■ Обязательные задания:
**1)** Ответьте по исходному тексту на три вопроса.
(a) К какому отделу, согласно тексту, относятся воображаемые часы, пальто, галоши и записки?
(b) Что, по примеру из текста, может представиться человеку, севшему за стол?
(c) Где, согласно сравнению, не следует сразу заставлять ходить будущего акробата на проволоке?
**2)** Подсчитайте строки записей, в которых встречается слово «Point», и укажите только их число.

■ Исходный текст:
⁂

Вот что я вам скажу: с воображаемыми предметами играют, и мы будем играть... Но, во-первых, это не совсем простое дело и ему нужно учиться специально, во-вторых, цель упражнений с воображаемыми предметами тоже специальная. А сейчас ничего не надо придумывать, надо брать окружающую вас обстановку такой, какая есть да самом деле, и от этого идти. Есть стол? Есть. Это — факт. Нет на нем ничего? Нет. Ну и пусть нет. А разве не может быть, что стол — пустой? Может быть, вы закончили все дела и спрятали бумаги. Может быть, собираетесь уходить и ждете только — сейчас зайдут за вами. Может быть, вы сами здесь и не работаете, а только зашли к приятелю?..

Так постепенно воспитывается в ученике отношение ко всему как к настоящему, реально существующему. Поскольку культивировать в нем больше всего надо безотказную веру во все воображаемые обстоятельства, как в реальные, то при первых шагах ученика я жесточайший враг воображаемых часов, воображаемых пальто, галош, записок, стакана с водой — и проч. и проч. Все это имеет место совершенно в другом отделе: в отделе развития «воображаемого ощущения». А здесь, не вовремя примешавшись, только создаст еще новую заботу.

Позвольте, однако, скажут мне, а не убиваете ли вы этим с первых же шагов всякую фантазию? Человек сел за стол и вдруг ему представилось, что он в огромной комнате, кругом три десятка столов, везде чертят, масса людей — разве это плохо? Почему вы это не поощряете? Мало того, вы говорите,— это вредно, и взамен смелой, широкой фантазии предлагаете брать жалкую конкретную обстановку комнаты?

Да, не поощряю и говорю: вредно. Почему? Наученный опытом, говорю — не справятся. Все равно не справятся. Мало ли что мелькнуло в воображении. А может ли ученик целиком отдаться своей фантазии, как конкретной физической реальности? Может ли жить и действовать в ней, как в конкретных реальных условиях? Фантазия мелькнет на мгновение и рассеется, а действительная обстановка — вот она, он ее видит, она на него действует.

Через некоторое время и мы будем давать ход фантазии (да еще какой!), но тогда актер подойдет к этому подготовленный: все промелькнувшее в воображении будет превращаться у него в конкретно-реальное, физически ощутимое. А теперь — это безрассудная смелость и больше ничего.

Ведь не будете же вы, для того чтобы воспитать хорошего, бесстрашного акробата на проволоке, сразу заставлять его ходить под куполом цирка? Конечно, может случиться, что одаренный и смелый юноша, будущий акробат, и пробежит случайно с первого раза, но разве для его тренировки это путь? В следующий раз, достаточно ему заколебаться, он сломает себе шею.

⁂

■ Материалы упражнения:
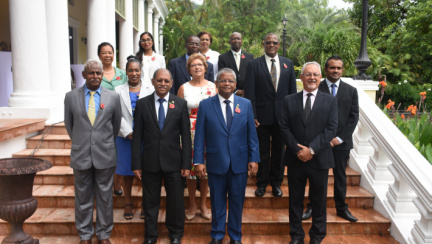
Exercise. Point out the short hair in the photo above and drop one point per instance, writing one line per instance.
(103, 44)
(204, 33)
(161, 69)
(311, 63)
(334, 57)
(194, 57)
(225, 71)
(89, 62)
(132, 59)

⁂

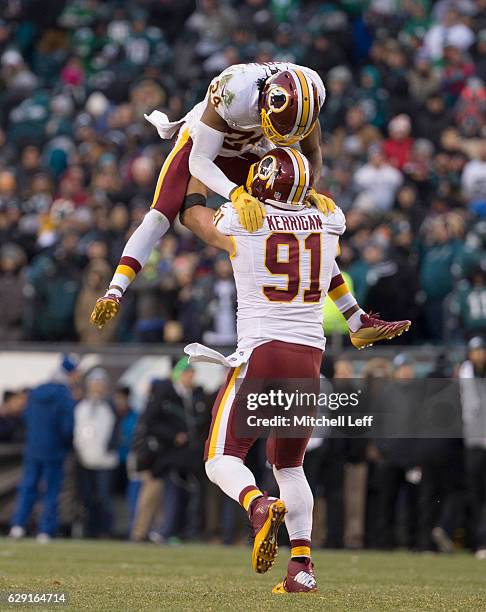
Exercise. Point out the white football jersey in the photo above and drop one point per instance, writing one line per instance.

⁂

■ Ответы:
**1)**
(a) К отделу развития «воображаемого ощущения».
(b) Огромная комната, кругом три десятка столов, везде чертят, масса людей.
(c) Под куполом цирка.

**2)** 2